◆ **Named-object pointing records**
********************
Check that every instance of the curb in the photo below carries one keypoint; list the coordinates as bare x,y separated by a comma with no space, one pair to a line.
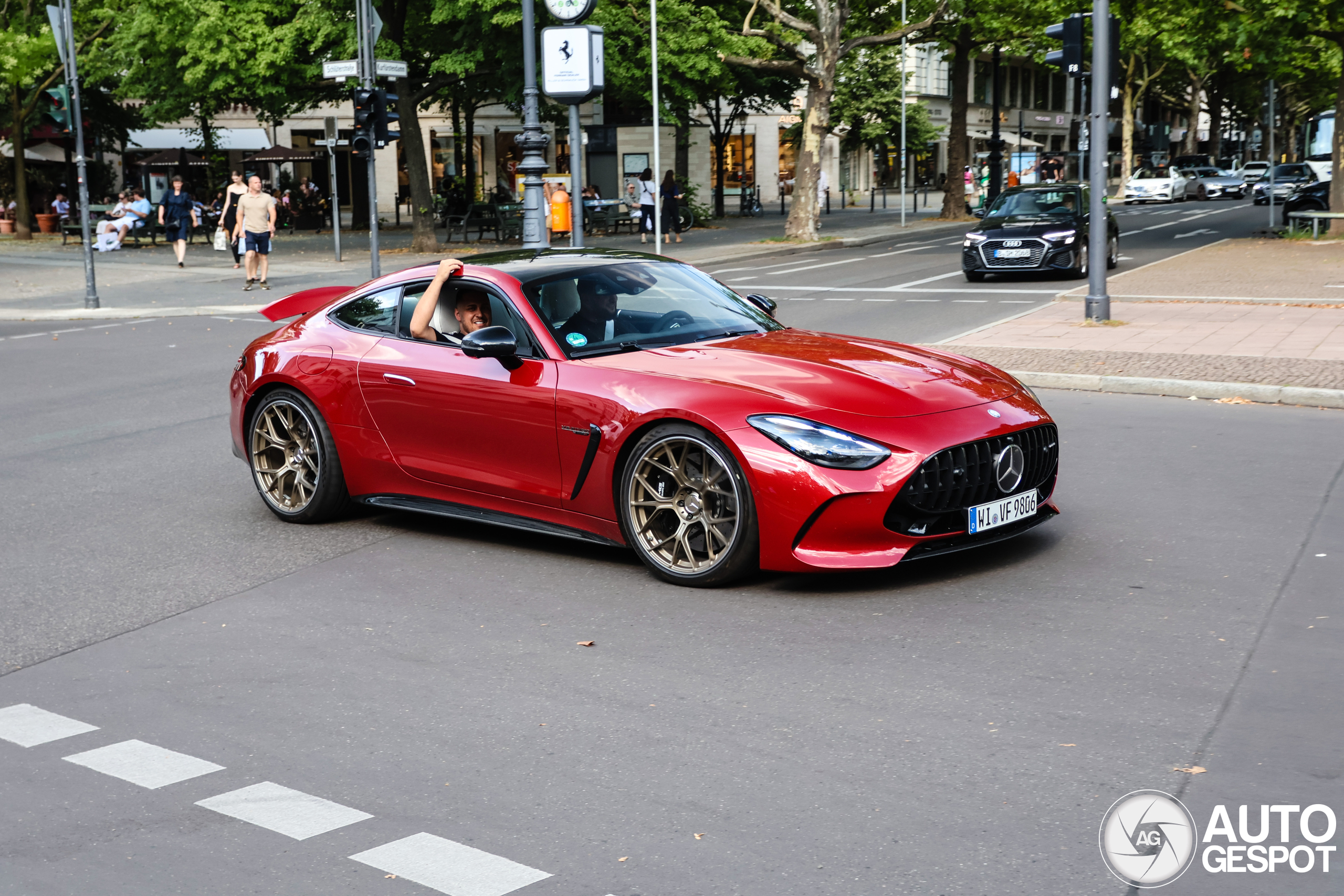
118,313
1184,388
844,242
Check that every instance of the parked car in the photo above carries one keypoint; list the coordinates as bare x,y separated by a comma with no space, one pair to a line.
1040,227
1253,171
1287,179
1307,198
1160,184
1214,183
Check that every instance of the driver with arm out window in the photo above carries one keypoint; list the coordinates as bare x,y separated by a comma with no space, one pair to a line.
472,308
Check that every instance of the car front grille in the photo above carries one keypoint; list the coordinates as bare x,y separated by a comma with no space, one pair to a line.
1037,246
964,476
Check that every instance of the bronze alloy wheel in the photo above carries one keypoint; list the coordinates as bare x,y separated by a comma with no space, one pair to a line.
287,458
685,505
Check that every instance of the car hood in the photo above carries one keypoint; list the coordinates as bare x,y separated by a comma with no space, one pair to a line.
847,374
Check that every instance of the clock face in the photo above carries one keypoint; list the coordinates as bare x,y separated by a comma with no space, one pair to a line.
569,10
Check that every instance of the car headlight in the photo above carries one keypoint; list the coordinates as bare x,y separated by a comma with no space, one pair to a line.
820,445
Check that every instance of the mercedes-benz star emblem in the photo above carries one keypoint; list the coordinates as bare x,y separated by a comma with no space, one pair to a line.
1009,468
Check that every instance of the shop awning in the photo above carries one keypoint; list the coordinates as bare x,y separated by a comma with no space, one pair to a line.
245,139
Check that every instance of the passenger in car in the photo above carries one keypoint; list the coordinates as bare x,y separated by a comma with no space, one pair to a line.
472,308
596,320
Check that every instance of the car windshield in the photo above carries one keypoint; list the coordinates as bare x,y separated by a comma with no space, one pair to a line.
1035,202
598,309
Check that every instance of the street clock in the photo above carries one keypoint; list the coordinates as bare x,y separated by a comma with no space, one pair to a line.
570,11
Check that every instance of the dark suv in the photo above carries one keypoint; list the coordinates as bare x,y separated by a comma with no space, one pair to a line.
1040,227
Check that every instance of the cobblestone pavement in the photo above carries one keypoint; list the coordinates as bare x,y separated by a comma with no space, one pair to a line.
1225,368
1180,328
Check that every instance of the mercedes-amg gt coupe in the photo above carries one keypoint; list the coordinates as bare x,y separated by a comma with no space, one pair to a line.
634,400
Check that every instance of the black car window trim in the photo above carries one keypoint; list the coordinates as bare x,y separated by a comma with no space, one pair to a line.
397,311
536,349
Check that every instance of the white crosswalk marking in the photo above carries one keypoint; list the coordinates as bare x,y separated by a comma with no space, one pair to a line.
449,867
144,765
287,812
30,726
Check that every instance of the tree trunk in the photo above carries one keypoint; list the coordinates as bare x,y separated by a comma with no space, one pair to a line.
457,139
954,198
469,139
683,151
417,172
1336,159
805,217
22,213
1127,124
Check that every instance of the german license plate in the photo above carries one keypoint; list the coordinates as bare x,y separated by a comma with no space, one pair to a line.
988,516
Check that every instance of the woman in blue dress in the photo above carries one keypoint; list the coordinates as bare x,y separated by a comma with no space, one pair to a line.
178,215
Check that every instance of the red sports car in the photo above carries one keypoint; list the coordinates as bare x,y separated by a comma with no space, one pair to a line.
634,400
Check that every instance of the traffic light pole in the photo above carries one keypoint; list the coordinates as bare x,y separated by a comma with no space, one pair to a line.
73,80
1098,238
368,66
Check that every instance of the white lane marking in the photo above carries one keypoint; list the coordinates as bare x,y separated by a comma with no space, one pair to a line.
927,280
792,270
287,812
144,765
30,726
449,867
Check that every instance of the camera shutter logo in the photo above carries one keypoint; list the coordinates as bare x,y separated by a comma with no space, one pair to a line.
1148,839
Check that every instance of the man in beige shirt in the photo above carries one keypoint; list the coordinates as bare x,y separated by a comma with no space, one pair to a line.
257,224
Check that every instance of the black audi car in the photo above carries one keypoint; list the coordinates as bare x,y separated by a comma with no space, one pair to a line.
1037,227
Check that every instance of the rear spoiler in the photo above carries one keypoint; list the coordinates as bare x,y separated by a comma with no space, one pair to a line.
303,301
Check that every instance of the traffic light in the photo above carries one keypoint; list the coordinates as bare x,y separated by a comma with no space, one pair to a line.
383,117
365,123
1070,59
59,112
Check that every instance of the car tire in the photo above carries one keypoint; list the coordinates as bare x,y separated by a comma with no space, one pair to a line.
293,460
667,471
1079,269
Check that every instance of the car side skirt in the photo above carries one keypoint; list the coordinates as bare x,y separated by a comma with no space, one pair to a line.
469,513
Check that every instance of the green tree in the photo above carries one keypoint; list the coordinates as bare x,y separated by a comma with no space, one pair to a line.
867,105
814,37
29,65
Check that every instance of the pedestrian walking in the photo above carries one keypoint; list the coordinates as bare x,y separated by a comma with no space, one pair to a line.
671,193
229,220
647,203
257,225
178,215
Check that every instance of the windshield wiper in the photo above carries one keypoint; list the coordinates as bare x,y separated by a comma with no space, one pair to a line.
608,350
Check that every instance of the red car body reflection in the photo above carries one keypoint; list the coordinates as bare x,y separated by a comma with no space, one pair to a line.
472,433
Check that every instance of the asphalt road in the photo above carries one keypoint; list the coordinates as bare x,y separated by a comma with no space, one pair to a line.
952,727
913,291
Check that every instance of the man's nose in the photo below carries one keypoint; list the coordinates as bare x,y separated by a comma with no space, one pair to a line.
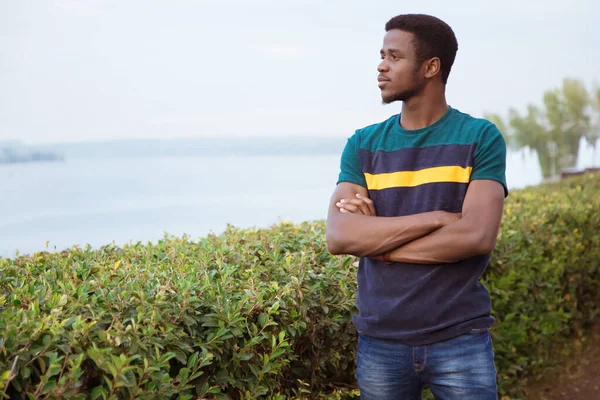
********************
Except for the pictures, give all the material above again verbatim.

◆ **Answer in full**
Check that every instance of the curb in the photo below carries one keypoint; list the coordinates as bare x,y separated by a comma with no space, one pair to a line.
118,313
1184,388
844,242
Check that every instance of the parked car in the photo above carries one keypoint; list the coordinates as bare x,y separated by a comma with no space, one pair to a line.
1040,227
1253,171
1287,179
1307,198
1160,184
1214,183
Check that every instance of the driver with arm out window in the photo above carries one keypoint; list the coordinates as bare x,y separated by a comma with no space, one pair to a line.
472,308
Check that every instance of the car front grille in the photo above carries one keypoint; list the coordinates as bare x,y separated by a comma with no space, one pair to a line.
1037,246
964,476
Check that every instance of the bronze alloy wheel in the photo above carries one keypoint; list the coordinates as bare x,y separated by a comma with no space, one pair to a line.
287,458
685,505
Check that every instance of the car hood in the photo above carries one keypoint; list the coordinates as bare x,y separated by a comma with no space, one pair to a line.
847,374
Check that every instance of the clock face in the photo above carries one keypoint; list the coordinates as bare x,y separated by a comma with no space, one pair to a line.
569,10
Check that every instance of the car headlight in the photo above carries one keypoint; list the coordinates as bare x,y separated by a comma with no space, one pair to a line.
820,445
Check that every instance of the mercedes-benz star emblem in the photo above carries one keypoint; list the coordinates as bare x,y separated by a comma with no space, one pair to a line.
1009,468
Check that every instance of the shop awning in the photo above carries one keypoint; list the coordinates as bare x,y separated by a comma with no space, one pair to a line.
245,139
Check that every instance of the passenger in car in the photo above carries one keypoint; list the coordinates as bare x,y separated by a comma with no space, one pair to a line.
472,308
596,320
Check that every instance of the car windshield in the photo above carries one keypoint; list the coordinates as bare x,y separated by a comma with no space, one pair to a line.
1035,202
598,309
Check that every instance of the street clock in the photo above carries one keypoint; list the coordinates as bare x,y separated by a comma with no space, one pair to a line.
570,11
Check that every instance of the dark suv in the photo above carries one keypoint; list the coordinates as bare x,y separated by a comma with no space, one pair to a line.
1040,227
Check that every instance of the cobblestone pavement in the photo above carries one keypoint; list the coordinates as bare x,y separated by a comma with no space, one pair to a line.
1225,368
1180,328
Check that every instance of the mercedes-amg gt coupe in the photo above carries one keypoint; list the coordinates as bare x,y separated by a comma with no space, one pair to a line.
634,400
Check that every instance of the black car window trim in the photo above carries one keypoint; list the coordinates as bare x,y separated by a comma with no space, one pair to a line.
397,311
536,349
Check that every instance of the white crosswalk marking in the photo above carries one keypoint; list the coordinates as bare x,y separated by a comma with no space, one pair to a line.
449,867
144,765
287,812
30,726
Check that every instance of the tree trunk in the photo above carries one keypoint; list the coordinates as bare x,y separated by a comma with no space, one pair to a line.
457,139
954,198
469,139
683,151
417,172
1336,159
805,217
22,213
1127,124
Check that every instance of the german license plate in the photo above carries one keypoint; list the coordinates as bare x,y separated by a comma with no space, one pair to a line.
988,516
Check that every instance of the woman in blue dress in the photo above carries one keypoint; list the coordinates as bare x,y separated by a comma with no space, one pair to a line.
178,215
Check that every instance of the red sports car in the photo above carries one keypoint; list the coordinates as bare x,y separated by a comma with no space, one pair to a line.
634,400
Check that every instance of the traffic light pole in the photo above carries one keypoint; list the coordinates as bare x,y separated by a comma with no space, one pair to a line.
73,80
1098,238
368,66
Check that every instance of the white lane marking in the photo above carries one keypoint; list the coordinates as bare x,y separated by a comma with no space, one pair to a line.
927,280
792,270
287,812
144,765
30,726
449,867
Check that every instance of the camera shutter logo in the photo above carries one keypoint; list the coordinates as bare x,y separated by a comma with no space, one pair to a line.
1148,839
Check that every instance of the man in beige shirt in the photo above carries one keypoint; list the coordinates as bare x,y separated by a comma with no space, one pair to a line.
257,224
Check that every instance of the black audi car in the photo above carries one keypoint; list the coordinates as bare x,y separated by a comma with no space, one pair to a line.
1037,227
Check that every instance of the rear spoiler in the photo above carries one keypoint; list the coordinates as bare x,y separated by a comma with no space, one pair to a line.
303,301
Check that every instance of the traffic light in the photo above carries one keypoint; list the coordinates as bare x,y separated by a comma with no space, one pair to a line.
383,117
365,123
1070,59
59,112
Check that every instance of the car tire in the photo above carries one keypoint; list the coordinates as bare x,y separated by a comma with no space, one pair to a line.
293,460
667,471
1079,269
Check that every instance of the car side skirt in the photo above carries one keypoint; list the coordinates as bare x,y separated by a comma with no space, one pair to a line.
469,513
Check that every instance of the green tree in the photo above carries one keypoint; list the coordinates as bare x,y separated by a comma with no space, one pair to a line.
867,105
814,37
29,65
Check that every instance of the pedestrian walking in the photo above carries one keypoint; list the coordinates as bare x,y separated by a comma with no space, one pair to a line.
671,193
229,220
647,203
257,225
178,215
Check that every instance of the windshield wiper in the photo above carries one keypoint; list the coordinates as bare x,y separated by a comma with no space, one pair to a line.
608,350
Check that every instance of the red car body reflection in the photo above carries one keypoint; list the coordinates as bare x,y separated by a comma with no space, one pair to a line.
472,433
Check that every instance of the asphalt road in the photo above carries one keypoint; list the coordinates as bare x,y separated by a comma with no space, one pair to a line.
952,727
913,291
Check that every instance of the man's nose in the photo below carries one keypoint; list the coordinates as bare x,y separated by a comma with no space, one pair to a line.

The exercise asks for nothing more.